=== TRAVAIL DEMANDÉ ===
Recopiez, s'il vous plaît, le passage sur l'utilité publique qui commence aux mots « On sait pourtant » et s'arrête après « manifeste d'une parcelle. ». Substituez-y « méthode du bilan » à « théorie du bilan ».

=== PASSAGE SÉLECTIONNÉ ===
================================
Il faut relever ici que le procès-verbal définitif, comme le procès-verbal provisoire, constituent des actes préparatoires à la décision éventuelle du conseil municipal de déclarer la parcelle en l'état d'abandon manifeste et de procéder à son expropriation (3). Ils ne peuvent donc faire l'objet d'un recours pour excès de pouvoir, mais les illégalités les entachant peuvent être invoquées à l'appui du recours dirigé contre la décision de déclaration d'abandon manifeste. Par ailleurs, même s'il s'agit de procédures relevant d'autorités distinctes, la déclaration de parcelle en état d'abandon manifeste et la déclaration d'utilité publique constituent une opération complexe. L'illégalité de la première décision peut donc être invoquée à l'appui d'un recours pour excès de pouvoir contre la seconde.
C'est cette procédure qui a conduit dans la présente affaire à l'arrêté préfectoral dont la légalité est contestée par un propriétaire indivis du terrain d'assiette du projet. Le litige porte ici exclusivement sur la reconnaissance de l'utilité publique de l'opération projetée qui consistait, précisément, à créer dans une commune rurale quatre logements et un commerce de proximité-restaurant ainsi que seize places de parking. La cour administrative d'appel de Nancy avait considéré que l'intérêt de cette opération, à le supposer établi, ne pouvait, à lui seul, lui conférer un caractère d'utilité publique, eu égard à son coût financier excessif au regard des possibilités financières de la commune. Elle a donc prononcé l'annulation de la déclaration d'utilité publique, en application de la théorie du bilan qui implique "qu'une opération ne peut être légalement déclarée d'utilité publique que si les atteintes à la propriété privée, le coût financier et éventuellement les inconvénients d'ordre social ou l'atteinte à d'autres intérêts publics qu'elle comporte ne sont pas excessifs eu égard à l'intérêt qu'elle présente" (4).
La cour avait relevé que le coût du projet s'élevait à 684 200 euros, dont 20 % étaient couverts par des subventions de l'Etat et du département du Jura. Or, il n'était pas démontré que la commune, qui est un village rural comptant 235 habitants dont le taux d'endettement est inconnu, puisse financer le solde de cette somme par autofinancement et par recours à l'endettement. Dans le cadre de l'enquête préalable à la déclaration d'utilité publique, le commissaire enquêteur avait d'ailleurs émis de sérieux doutes sur le caractère soutenable du montage financier très sommaire retenu par la commune. Ainsi, pour la cour, "l'intérêt de l'opération déclarée d'utilité publique [...] à le supposer établi, ne pouvait, à lui seul, lui conférer un caractère d'utilité publique, eu égard à son coût financier excessif au regard des possibilités financières de la commune" (5).
On sait pourtant que si l'apparition de la théorie du bilan paraît avantageuse pour les requérants, elle aboutit assez peu fréquemment, dans la pratique, à des annulations. Par ailleurs, si les contours de la notion d'utilité publique ont été principalement définis par la jurisprudence, il existe des cas où le législateur est intervenu en prévoyant expressément des hypothèses précises dans lesquelles les pouvoirs publics ont la possibilité de recourir à l'expropriation : pour la prévention des risques naturels majeurs prévisibles (6), pour la suppression de l'habitat insalubre, mais également pour la constatation de l'état d'abandon manifeste d'une parcelle.
================================
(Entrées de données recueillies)
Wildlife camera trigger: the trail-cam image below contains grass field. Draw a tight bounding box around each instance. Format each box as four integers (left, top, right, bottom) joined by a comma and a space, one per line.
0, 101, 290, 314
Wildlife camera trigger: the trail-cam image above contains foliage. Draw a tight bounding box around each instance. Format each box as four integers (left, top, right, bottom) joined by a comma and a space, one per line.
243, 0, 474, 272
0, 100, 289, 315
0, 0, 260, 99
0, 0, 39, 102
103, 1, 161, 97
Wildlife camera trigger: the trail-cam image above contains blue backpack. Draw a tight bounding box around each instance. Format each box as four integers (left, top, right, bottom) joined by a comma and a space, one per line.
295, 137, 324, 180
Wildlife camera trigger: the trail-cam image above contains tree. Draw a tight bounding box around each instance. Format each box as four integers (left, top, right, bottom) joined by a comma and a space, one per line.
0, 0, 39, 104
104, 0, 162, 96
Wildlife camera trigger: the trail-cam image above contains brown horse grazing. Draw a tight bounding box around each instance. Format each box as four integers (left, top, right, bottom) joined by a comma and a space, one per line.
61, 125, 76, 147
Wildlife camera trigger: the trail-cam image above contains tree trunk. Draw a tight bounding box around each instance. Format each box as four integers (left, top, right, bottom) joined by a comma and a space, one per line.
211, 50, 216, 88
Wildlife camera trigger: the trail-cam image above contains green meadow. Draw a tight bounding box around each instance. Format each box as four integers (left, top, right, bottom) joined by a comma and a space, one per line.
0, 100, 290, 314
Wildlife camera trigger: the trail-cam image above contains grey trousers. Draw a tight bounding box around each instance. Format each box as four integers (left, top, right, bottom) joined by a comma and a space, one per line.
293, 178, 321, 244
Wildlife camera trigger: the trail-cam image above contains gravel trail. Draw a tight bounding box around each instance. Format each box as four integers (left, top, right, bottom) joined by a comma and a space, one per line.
================================
=== RÉSULTAT DE L'EXERCICE ===
On sait pourtant que si l'apparition de la méthode du bilan paraît avantageuse pour les requérants, elle aboutit assez peu fréquemment, dans la pratique, à des annulations. Par ailleurs, si les contours de la notion d'utilité publique ont été principalement définis par la jurisprudence, il existe des cas où le législateur est intervenu en prévoyant expressément des hypothèses précises dans lesquelles les pouvoirs publics ont la possibilité de recourir à l'expropriation : pour la prévention des risques naturels majeurs prévisibles (6), pour la suppression de l'habitat insalubre, mais également pour la constatation de l'état d'abandon manifeste d'une parcelle.